Objective - What is needed here is an exact copy of every entry.

Records to process -

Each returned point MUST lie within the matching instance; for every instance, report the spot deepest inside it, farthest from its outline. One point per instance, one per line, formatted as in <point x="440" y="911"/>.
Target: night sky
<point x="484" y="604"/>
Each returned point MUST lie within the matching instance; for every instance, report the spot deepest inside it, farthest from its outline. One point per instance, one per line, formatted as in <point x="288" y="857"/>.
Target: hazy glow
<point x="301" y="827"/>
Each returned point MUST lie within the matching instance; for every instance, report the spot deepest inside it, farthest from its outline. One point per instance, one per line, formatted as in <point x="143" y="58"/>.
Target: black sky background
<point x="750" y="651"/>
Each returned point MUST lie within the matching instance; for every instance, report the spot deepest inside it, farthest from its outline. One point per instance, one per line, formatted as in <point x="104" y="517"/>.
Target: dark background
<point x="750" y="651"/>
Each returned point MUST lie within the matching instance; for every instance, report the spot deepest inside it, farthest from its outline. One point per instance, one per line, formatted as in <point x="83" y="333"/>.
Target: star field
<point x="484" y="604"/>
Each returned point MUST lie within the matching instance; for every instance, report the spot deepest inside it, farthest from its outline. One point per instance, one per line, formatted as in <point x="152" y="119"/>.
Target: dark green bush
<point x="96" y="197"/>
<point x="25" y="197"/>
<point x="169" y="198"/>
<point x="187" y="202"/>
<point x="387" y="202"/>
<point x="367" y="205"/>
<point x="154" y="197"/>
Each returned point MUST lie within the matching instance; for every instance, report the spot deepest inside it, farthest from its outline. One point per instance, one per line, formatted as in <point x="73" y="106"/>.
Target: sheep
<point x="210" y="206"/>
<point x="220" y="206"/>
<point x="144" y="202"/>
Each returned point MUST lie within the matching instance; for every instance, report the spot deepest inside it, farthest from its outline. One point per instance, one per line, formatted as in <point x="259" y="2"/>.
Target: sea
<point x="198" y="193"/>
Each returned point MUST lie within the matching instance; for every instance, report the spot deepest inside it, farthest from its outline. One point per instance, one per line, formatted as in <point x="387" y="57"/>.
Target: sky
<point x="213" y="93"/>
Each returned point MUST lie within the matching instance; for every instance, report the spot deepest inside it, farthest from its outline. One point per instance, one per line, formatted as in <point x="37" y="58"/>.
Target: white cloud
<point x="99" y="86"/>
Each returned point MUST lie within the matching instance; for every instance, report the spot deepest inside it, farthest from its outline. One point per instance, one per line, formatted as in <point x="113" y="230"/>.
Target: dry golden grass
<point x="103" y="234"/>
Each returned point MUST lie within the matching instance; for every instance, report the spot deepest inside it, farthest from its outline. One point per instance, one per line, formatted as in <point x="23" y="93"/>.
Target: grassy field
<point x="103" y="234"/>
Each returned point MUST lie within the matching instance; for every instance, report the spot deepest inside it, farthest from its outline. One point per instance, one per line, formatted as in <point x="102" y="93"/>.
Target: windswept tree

The solution -
Each returned point MUST lie within the matching instance; for every instance, report the spot deepest inside it, farthest from its outline. One point per instance, one per line, formatted as in <point x="440" y="911"/>.
Target: night sky
<point x="484" y="604"/>
Each returned point MUST lie within the matching instance; for every instance, report the spot deepest inside it, farthest from its outline. One point per instance, one per line, formatted as in <point x="288" y="857"/>.
Target: hazy glow
<point x="301" y="827"/>
Each returned point MUST lie within the matching instance; for every instance, report the spot deepest inside it, farthest from its outline. One point per instance, one per line, formatted as in <point x="143" y="58"/>.
Target: black sky background
<point x="750" y="651"/>
Each returned point MUST lie within the matching instance; for every instance, report the spot deepest inside it, farthest from its outline. One point per instance, one per line, formatted as in <point x="104" y="517"/>.
Target: dark background
<point x="750" y="651"/>
Each returned point MUST lie within the matching instance; for every instance, report the spot deepest inside it, farthest from its outline. One point per instance, one per line, formatted as in <point x="83" y="333"/>.
Target: star field
<point x="484" y="604"/>
Each returned point MUST lie within the matching instance; for every instance, report the spot deepest inside it, farthest from its outline. One point per instance, one per line, formatted as in <point x="152" y="119"/>.
Target: dark green bush
<point x="96" y="197"/>
<point x="25" y="197"/>
<point x="169" y="198"/>
<point x="187" y="202"/>
<point x="387" y="202"/>
<point x="367" y="205"/>
<point x="154" y="197"/>
Each returned point MUST lie within the matching instance; for every instance, report the spot deepest inside it, farthest from its outline. One point per instance, one per line, formatted as in <point x="73" y="106"/>.
Target: sheep
<point x="210" y="206"/>
<point x="220" y="206"/>
<point x="144" y="202"/>
Each returned point MUST lie within the matching instance; for every instance, report the spot deepest inside it, farthest from its outline. One point per instance, one per line, formatted as in <point x="259" y="2"/>.
Target: sea
<point x="198" y="193"/>
Each returned point MUST lie within the matching instance; for every instance, report the spot deepest inside it, farthest from its outline. One point per instance, one per line, formatted as in <point x="387" y="57"/>.
Target: sky
<point x="213" y="93"/>
Each returned point MUST lie within the matching instance; for every instance, report the spot deepest inside it, farthest from its outline. One point per instance, one per line, formatted as in <point x="37" y="58"/>.
Target: white cloud
<point x="99" y="86"/>
Each returned point MUST lie within the matching instance; for every instance, report the spot deepest inside it, farthest from its outline. One point per instance, one per line, formatted as in <point x="113" y="230"/>.
Target: dry golden grass
<point x="103" y="234"/>
Each returned point MUST lie within the matching instance; for every instance, report the spot deepest inside it, farthest from its outline. One point per instance, one per line, formatted as in <point x="23" y="93"/>.
Target: grassy field
<point x="103" y="234"/>
Each returned point MUST lie within the matching instance; for every instance, report the spot deepest inside it, farthest from its outline. One point per instance, one per line, formatted as in <point x="102" y="93"/>.
Target: windswept tree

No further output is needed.